Blue Screen of Death, means something else that you haven't mentioned. I always use a Windows OS, and some years ago I experienced one, that suddenly POPPED UP on the screen, claiming this was a WARNING to BLOCK AN ATTEMPT OF TAKING OVER CONTROL OF MY COMPUTER. And it had a LINK BUTTON, which they claimed would KEEP IT FROM HAPPENING. Like a JERK, I clicked on the button, it loaded it's CONTROL ATTACK software, and that was that. I DID THE EXACT THING, NO ONE SHOULD DO. I CLICKED ON IT.

After starting at an asking price of $5,000 from me to free it back, I simply told them if I had $5,000, they could shove this pc, you know where. The 4 or 5 I spoke with, had Hispanic accents, and I finally agreed to $150.00, and paid on line to them. I got the pc back again. I contacted the FTC about it, demanding they stop trash like this, and that I felt my ID had been stolen from me. The FTC sent me paperwork on the Identity Theft, and over 2 YEARS LATER, I received a check from the FTC, worth $300.00, $150 for what I paid them, plus $150 to pay for my trouble. The FTC finally caught up, took to court, and they had to pay big bucks for what they did. I really appreciated that the FTC had actually did something about it.

I felt, that if I had not clicked on the BUTTON they showed, instead clicking on the power button itself and turn the computer off, when I'd have restarted it again, there would be NO DAMN BLUE SCREEN OF DEATH to worry about. But the BLUE SCREEN, FROZE ME, and this is what happened.


Posted by:

Bill
28 Feb 2020

Bob, you wrote: "Windows 10 is the most stable version of the operating system to date." ...
Really? Maybe I'm just being nostalgic, but for my money, XP was the best Windows version I've experienced. I hated to see Microsoft dump it, and replace with the garbage versions of the following years.


Posted by:

Kathi A Anderson
28 Feb 2020

Your comments on the Blue Screen of Death regarding Hard Drives seemed to refer only to pre-SSD HDs. I don't think it is recommended to defragment SSDs.


Posted by:

GWC
28 Feb 2020

Just went through the BSOD in Windows 10. It occurred right after a Microsoft Update (might have been coincidental) but a WD Black Hard drive failed, every time windows tried to restart, it kept getting worse. That computer just was fixed with a new SSD and a Panasonic HD. Up and running with a tremendous loss of data except I followed your instructions a done a backup losing only 4 days of data.
==========
Task brief: Please answer from the comment thread above: how much was the check the first commenter received from the FTC?
==========
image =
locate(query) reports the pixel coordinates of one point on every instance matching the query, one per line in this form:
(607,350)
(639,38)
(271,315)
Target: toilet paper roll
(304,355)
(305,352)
==========
The completed task: $300.00